*** Provided information ***
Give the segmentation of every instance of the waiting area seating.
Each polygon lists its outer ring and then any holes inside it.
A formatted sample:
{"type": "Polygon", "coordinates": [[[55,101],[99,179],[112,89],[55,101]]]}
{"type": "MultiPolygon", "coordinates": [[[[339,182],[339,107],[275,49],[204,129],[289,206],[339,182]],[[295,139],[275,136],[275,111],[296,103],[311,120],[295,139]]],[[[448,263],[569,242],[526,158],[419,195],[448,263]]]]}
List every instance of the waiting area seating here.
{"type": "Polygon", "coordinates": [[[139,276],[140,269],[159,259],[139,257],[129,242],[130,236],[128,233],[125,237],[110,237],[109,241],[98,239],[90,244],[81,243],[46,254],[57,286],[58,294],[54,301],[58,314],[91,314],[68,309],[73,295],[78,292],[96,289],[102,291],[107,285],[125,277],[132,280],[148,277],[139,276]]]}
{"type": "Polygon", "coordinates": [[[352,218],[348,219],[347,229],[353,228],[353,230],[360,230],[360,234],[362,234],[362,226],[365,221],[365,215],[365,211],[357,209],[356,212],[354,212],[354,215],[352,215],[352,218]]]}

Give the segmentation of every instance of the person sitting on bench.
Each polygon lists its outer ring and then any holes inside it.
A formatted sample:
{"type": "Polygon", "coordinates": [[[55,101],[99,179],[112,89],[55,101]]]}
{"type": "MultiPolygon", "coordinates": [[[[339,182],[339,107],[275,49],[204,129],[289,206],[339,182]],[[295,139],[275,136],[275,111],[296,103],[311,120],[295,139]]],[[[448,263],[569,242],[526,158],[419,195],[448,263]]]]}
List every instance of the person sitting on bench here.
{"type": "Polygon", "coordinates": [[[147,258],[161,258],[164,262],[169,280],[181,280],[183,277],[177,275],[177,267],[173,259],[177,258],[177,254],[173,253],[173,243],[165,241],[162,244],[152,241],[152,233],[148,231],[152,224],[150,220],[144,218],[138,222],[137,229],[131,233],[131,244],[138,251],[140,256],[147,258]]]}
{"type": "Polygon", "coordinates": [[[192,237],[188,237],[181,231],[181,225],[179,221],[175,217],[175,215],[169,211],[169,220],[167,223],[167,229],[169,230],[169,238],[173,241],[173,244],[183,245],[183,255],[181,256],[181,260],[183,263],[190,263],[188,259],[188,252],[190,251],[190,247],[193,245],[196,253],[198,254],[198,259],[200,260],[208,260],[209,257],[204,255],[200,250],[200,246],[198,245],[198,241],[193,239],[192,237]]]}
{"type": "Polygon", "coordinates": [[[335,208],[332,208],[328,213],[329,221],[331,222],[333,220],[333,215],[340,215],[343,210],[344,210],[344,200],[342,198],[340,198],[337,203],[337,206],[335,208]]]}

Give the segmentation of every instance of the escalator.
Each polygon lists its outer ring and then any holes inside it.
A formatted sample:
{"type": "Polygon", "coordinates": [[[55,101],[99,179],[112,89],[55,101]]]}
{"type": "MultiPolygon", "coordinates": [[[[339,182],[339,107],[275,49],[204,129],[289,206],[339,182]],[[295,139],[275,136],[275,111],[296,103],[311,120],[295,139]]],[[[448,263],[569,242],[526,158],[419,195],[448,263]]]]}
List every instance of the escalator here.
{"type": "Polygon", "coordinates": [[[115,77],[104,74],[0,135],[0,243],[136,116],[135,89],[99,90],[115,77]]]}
*** End of Provided information ***
*Task objective*.
Return all data verbatim.

*Task response*.
Give the segmentation of every instance of the waiting area seating.
Each polygon lists its outer ring and then any holes inside it.
A formatted sample:
{"type": "Polygon", "coordinates": [[[55,101],[99,179],[112,89],[55,101]]]}
{"type": "MultiPolygon", "coordinates": [[[[339,182],[339,107],[275,49],[204,129],[289,206],[339,182]],[[295,139],[275,136],[275,111],[296,103],[311,120],[295,139]]],[[[448,263],[569,242],[526,158],[419,195],[448,263]]]]}
List every instance of the waiting area seating here.
{"type": "Polygon", "coordinates": [[[139,276],[140,269],[159,259],[139,257],[129,242],[130,236],[128,233],[125,237],[110,237],[109,241],[98,239],[90,244],[81,243],[46,254],[57,286],[58,294],[54,301],[58,314],[91,314],[68,309],[73,295],[78,292],[96,289],[102,291],[107,285],[125,277],[132,280],[148,277],[139,276]]]}
{"type": "Polygon", "coordinates": [[[352,218],[348,219],[347,229],[353,228],[353,230],[360,230],[360,234],[362,234],[362,226],[365,221],[365,215],[365,211],[357,209],[356,212],[354,212],[354,215],[352,215],[352,218]]]}

Give the segmentation of every instance of the person sitting on bench.
Each polygon lists its outer ring and then any holes inside it.
A formatted sample:
{"type": "Polygon", "coordinates": [[[55,101],[99,179],[112,89],[55,101]]]}
{"type": "MultiPolygon", "coordinates": [[[[339,182],[339,107],[275,49],[204,129],[289,206],[339,182]],[[295,139],[275,136],[275,111],[296,103],[311,120],[295,139]]],[[[448,263],[569,242],[526,158],[419,195],[448,263]]]]}
List every instance of the person sitting on bench here.
{"type": "Polygon", "coordinates": [[[147,258],[161,258],[164,262],[169,280],[181,280],[183,277],[177,275],[177,267],[173,259],[177,258],[177,254],[173,253],[173,243],[165,241],[162,244],[152,241],[152,233],[148,231],[152,224],[150,220],[144,218],[138,222],[137,229],[131,233],[131,244],[138,251],[140,256],[147,258]]]}
{"type": "Polygon", "coordinates": [[[192,237],[188,237],[181,231],[181,225],[179,221],[175,217],[175,215],[169,211],[169,220],[167,223],[167,229],[169,230],[169,238],[173,241],[173,244],[183,245],[183,255],[181,256],[181,260],[183,263],[190,263],[188,259],[188,252],[190,251],[190,247],[193,245],[196,253],[198,254],[198,259],[200,260],[208,260],[209,257],[204,255],[200,250],[200,246],[198,245],[198,241],[193,239],[192,237]]]}
{"type": "Polygon", "coordinates": [[[335,208],[332,208],[328,213],[329,221],[331,222],[333,220],[333,215],[340,215],[343,210],[344,210],[344,200],[342,198],[340,198],[337,203],[337,206],[335,208]]]}

Give the segmentation of every instance of the escalator.
Each polygon lists its outer ring and then any holes inside it.
A formatted sample:
{"type": "Polygon", "coordinates": [[[55,101],[99,179],[112,89],[55,101]]]}
{"type": "MultiPolygon", "coordinates": [[[[339,182],[339,107],[275,49],[204,129],[289,206],[339,182]],[[295,139],[275,136],[275,111],[296,103],[311,120],[295,139]]],[[[448,263],[569,242],[526,158],[419,195],[448,263]]]]}
List every instance of the escalator here.
{"type": "Polygon", "coordinates": [[[115,77],[104,74],[0,135],[0,243],[136,116],[135,89],[99,90],[115,77]]]}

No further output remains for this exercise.